> _課題の内容_
「the wooden step」を含む行から「top-left (78, 269), bottom-right (126, 285)」を含む行までを、両端の行も含めて一字一句変えずに抜き出してください。

> _課題用資料_
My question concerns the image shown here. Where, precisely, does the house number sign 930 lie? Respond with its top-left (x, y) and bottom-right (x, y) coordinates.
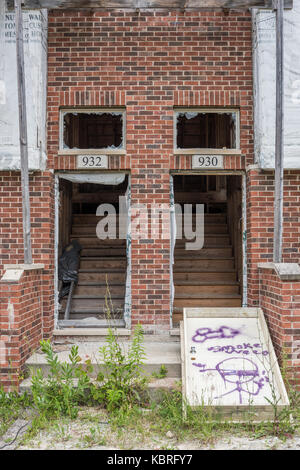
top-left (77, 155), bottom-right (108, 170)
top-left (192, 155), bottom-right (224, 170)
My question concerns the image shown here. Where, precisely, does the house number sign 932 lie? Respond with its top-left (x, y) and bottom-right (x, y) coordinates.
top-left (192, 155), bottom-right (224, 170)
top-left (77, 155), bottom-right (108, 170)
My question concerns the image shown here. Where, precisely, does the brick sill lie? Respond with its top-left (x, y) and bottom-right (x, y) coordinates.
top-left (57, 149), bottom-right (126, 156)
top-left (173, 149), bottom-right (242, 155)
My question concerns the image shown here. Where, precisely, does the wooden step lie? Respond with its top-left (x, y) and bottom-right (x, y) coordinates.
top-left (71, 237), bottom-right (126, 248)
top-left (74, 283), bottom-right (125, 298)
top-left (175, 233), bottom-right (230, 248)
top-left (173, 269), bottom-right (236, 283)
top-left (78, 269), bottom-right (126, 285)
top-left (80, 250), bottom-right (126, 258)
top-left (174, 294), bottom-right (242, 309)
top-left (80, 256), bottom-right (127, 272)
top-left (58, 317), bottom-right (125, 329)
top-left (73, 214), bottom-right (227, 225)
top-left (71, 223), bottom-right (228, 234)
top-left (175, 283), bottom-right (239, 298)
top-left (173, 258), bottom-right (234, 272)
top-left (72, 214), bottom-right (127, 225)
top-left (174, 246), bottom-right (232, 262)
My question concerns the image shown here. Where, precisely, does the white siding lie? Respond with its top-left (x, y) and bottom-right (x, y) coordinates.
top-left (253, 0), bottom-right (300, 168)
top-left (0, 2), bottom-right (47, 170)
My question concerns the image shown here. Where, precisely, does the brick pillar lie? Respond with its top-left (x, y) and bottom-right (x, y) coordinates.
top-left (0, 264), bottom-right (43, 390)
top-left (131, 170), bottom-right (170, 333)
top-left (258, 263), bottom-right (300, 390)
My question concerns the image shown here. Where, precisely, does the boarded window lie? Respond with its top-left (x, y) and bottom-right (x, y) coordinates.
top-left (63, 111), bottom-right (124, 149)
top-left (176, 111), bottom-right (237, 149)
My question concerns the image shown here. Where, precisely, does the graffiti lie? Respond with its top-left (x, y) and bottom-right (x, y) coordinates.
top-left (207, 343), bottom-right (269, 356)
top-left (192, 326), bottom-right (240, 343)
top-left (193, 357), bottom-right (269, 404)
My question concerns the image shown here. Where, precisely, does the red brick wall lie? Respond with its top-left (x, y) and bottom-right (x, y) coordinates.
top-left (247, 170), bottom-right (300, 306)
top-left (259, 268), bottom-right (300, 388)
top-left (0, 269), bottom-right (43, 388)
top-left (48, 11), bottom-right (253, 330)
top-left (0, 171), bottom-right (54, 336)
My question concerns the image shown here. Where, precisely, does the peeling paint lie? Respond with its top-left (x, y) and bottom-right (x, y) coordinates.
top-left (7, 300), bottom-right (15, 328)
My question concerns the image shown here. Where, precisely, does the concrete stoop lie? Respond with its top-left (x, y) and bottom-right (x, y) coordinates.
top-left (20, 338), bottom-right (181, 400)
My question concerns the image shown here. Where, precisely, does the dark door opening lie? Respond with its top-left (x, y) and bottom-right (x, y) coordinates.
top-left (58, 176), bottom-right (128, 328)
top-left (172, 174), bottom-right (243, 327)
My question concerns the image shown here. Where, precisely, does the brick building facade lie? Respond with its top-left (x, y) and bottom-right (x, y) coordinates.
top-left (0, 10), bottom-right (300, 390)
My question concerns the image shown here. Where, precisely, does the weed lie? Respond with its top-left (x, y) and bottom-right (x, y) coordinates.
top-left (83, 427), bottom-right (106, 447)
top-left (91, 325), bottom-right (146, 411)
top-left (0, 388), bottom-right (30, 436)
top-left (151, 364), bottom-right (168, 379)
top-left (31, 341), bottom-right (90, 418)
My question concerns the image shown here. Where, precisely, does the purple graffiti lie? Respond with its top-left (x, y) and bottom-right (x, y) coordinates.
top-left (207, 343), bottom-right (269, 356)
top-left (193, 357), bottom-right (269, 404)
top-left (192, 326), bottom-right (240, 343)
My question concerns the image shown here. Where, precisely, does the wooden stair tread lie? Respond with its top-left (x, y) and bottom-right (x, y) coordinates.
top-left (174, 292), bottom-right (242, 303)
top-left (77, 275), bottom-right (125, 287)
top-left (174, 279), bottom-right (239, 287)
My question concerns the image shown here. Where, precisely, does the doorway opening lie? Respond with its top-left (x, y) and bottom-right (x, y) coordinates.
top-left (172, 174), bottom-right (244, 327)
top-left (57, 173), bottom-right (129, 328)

> _課題の結果_
My question concerns the image shown here. Where, precisely, does the wooden step lie? Respond with its top-left (x, y) and bottom-right (x, y) coordinates.
top-left (71, 237), bottom-right (126, 248)
top-left (74, 283), bottom-right (125, 298)
top-left (175, 233), bottom-right (230, 248)
top-left (173, 269), bottom-right (236, 283)
top-left (78, 269), bottom-right (126, 285)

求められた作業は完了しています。